**Exercise:**
Your answer must be an exact copy of the lines from the one holding "Question. The photo above holds the mower" through the last line of the entries below, with nothing added.

Point localization data:
══════════════════════════════

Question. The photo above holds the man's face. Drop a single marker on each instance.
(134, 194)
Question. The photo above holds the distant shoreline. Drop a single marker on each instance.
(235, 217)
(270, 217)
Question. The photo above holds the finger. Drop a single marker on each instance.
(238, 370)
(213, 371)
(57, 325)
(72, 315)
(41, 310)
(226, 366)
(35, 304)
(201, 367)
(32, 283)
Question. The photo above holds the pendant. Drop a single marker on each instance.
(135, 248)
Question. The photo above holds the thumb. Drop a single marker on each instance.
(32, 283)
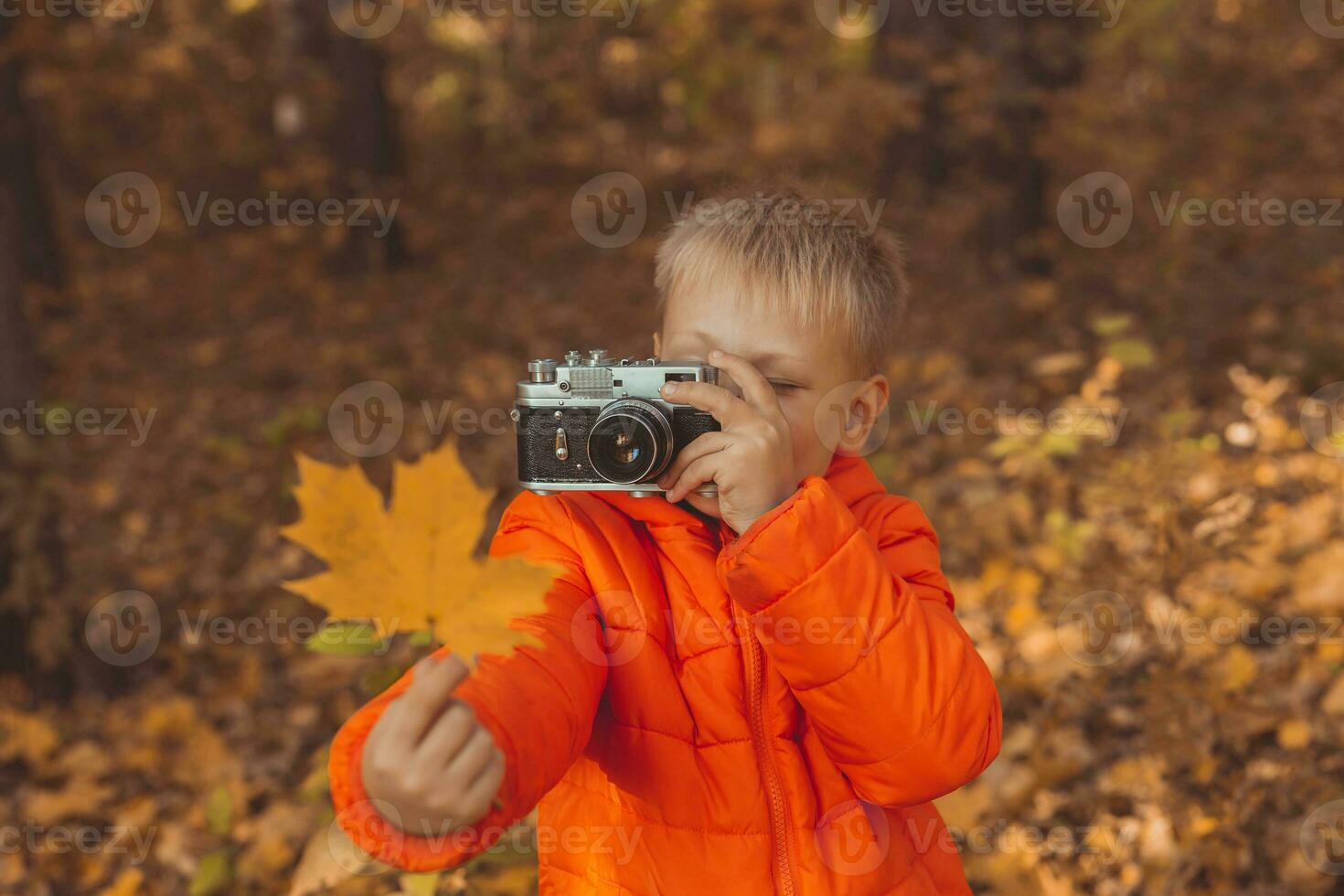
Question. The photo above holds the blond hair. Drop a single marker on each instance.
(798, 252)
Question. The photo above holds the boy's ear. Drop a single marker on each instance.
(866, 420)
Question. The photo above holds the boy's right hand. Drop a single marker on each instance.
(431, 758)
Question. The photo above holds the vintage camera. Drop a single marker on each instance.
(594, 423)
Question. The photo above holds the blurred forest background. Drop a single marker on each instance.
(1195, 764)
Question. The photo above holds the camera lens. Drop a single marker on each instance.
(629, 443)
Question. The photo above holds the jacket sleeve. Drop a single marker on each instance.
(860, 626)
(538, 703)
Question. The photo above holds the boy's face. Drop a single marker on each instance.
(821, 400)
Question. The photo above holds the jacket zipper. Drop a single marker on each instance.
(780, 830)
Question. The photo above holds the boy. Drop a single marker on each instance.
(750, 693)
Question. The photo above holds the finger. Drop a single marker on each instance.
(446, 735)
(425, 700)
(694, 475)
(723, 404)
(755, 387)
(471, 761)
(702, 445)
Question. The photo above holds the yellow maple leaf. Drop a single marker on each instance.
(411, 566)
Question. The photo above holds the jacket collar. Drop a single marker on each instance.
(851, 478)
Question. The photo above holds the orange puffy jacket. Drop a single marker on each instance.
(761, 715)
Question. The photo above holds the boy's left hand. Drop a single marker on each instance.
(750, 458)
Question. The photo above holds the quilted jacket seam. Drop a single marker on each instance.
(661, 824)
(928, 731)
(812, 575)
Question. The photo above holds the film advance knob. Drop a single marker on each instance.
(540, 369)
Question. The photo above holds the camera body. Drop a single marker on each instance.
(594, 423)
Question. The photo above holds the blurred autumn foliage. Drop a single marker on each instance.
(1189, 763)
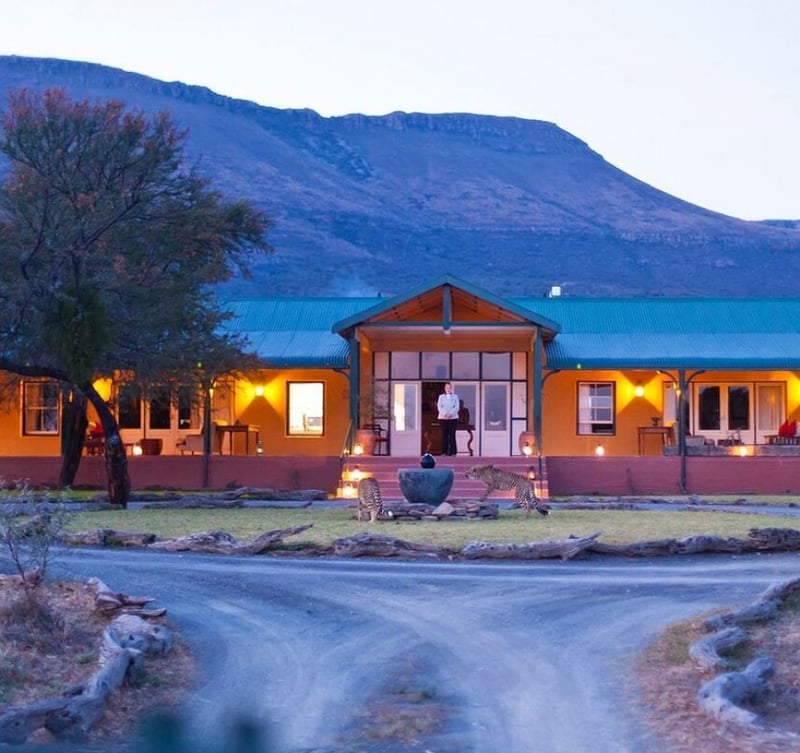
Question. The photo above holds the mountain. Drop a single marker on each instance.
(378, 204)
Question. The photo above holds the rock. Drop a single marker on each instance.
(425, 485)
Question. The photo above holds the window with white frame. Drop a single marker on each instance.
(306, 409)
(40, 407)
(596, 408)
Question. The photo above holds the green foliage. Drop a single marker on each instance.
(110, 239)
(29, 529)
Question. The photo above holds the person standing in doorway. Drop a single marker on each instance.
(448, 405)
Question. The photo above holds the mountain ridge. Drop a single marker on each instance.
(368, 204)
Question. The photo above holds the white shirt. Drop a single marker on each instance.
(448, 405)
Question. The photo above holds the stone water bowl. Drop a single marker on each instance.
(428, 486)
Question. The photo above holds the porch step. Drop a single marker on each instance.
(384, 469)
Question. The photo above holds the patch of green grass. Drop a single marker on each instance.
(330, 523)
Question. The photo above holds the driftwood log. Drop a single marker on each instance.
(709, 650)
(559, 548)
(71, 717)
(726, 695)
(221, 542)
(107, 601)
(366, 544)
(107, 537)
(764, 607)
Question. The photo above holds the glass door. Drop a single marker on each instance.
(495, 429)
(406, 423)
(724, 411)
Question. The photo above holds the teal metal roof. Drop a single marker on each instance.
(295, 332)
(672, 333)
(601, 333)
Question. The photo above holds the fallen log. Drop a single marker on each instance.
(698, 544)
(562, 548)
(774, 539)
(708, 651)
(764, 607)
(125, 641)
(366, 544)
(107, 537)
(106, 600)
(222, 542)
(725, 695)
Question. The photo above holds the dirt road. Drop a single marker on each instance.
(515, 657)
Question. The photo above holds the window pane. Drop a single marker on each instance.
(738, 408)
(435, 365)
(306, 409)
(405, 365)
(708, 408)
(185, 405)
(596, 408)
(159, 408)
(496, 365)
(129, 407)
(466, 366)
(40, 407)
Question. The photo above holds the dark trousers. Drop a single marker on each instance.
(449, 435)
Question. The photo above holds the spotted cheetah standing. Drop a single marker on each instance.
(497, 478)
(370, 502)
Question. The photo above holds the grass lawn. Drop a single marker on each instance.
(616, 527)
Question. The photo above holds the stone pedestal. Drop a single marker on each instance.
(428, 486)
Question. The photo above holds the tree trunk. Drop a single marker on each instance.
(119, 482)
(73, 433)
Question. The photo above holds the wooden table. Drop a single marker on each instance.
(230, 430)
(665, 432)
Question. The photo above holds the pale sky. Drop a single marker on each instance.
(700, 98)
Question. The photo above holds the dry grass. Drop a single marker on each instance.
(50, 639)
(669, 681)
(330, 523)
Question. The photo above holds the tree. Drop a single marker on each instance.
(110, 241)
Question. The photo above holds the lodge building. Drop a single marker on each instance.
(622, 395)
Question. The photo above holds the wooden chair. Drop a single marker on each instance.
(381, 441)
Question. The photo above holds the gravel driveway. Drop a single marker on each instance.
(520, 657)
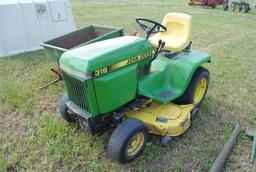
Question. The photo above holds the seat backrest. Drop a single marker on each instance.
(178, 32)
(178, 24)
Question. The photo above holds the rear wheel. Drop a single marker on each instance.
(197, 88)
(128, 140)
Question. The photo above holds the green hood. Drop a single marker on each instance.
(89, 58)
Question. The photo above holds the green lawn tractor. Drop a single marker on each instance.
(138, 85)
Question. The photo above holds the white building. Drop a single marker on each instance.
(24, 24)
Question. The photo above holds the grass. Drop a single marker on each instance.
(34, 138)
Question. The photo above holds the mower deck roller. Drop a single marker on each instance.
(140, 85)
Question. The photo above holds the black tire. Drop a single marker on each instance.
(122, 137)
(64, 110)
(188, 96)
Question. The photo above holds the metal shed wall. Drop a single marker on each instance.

══════════════════════════════

**Answer section:**
Question. The photo above holds the mower deck roller. Drop a single marker on each instance.
(140, 85)
Question. The photo above holds the black tire. Drop a single marker on each instance.
(122, 137)
(64, 110)
(188, 96)
Question. The photo above holds the metal shed wall. Drop a single marker on each instance.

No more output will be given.